=== Page excerpt ===
OK, sorry for the rant. If you want to catch the hens, it's entirely possible. You just have to make their new home with you very enticing! We've had success with this. Hens are motivated by food, roosters by the presence of hens. It would not be too hard to catch them and keep them in a coop. After being kept in the coop for a short period of time (maybe a week), all the ferals we've caught have gotten used to sleeping there and will return at night if let out to free-range during the day. They're still pretty wild, too. Not scared of us anymore, but they don't want to be held, that's for sure!


----------



## dawg53 (Aug 25, 2015)

You bring up valid points Chippy99th. Wild chickens were a major concern prior to the city of Jacksonville finally approving a chicken ordinance. There were areas in the city were they freely roamed at major intersections, hung out in some woods next to a McDonalds dumpster near where I live, as well as other areas in the city, and in general just being a nuisance. Animal control manager testified at the city council meeting for the ordinance that catching or trapping them was nearly impossible not to mention the manpower and overtime required. 
Several wannabe backyard chicken owners banded together and agreed to do a city wide chicken roundup. The city council approved the ordinance and sure enough, the wild chicken roundup was successful. I did not volunteer due to my concern with biosecurity issues.
Wild birds were taken to feed stores for resale or kept by their captors.
The city is over run with cats, mostly people dumping them off. The policy is to trap them, bring them to animal control to be neuteured/spayed, then picked up by whoever brought them in, then released back into the environment.

=== Task instructions ===
Can you quote the feral chicken thread word for word, starting with "The city is" and going on through "into the environment."?

=== Information shown ===
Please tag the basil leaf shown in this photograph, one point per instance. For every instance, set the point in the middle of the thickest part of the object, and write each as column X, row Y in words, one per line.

=== Reply to the task ===
The city is over run with cats, mostly people dumping them off. The policy is to trap them, bring them to animal control to be neuteured/spayed, then picked up by whoever brought them in, then released back into the environment.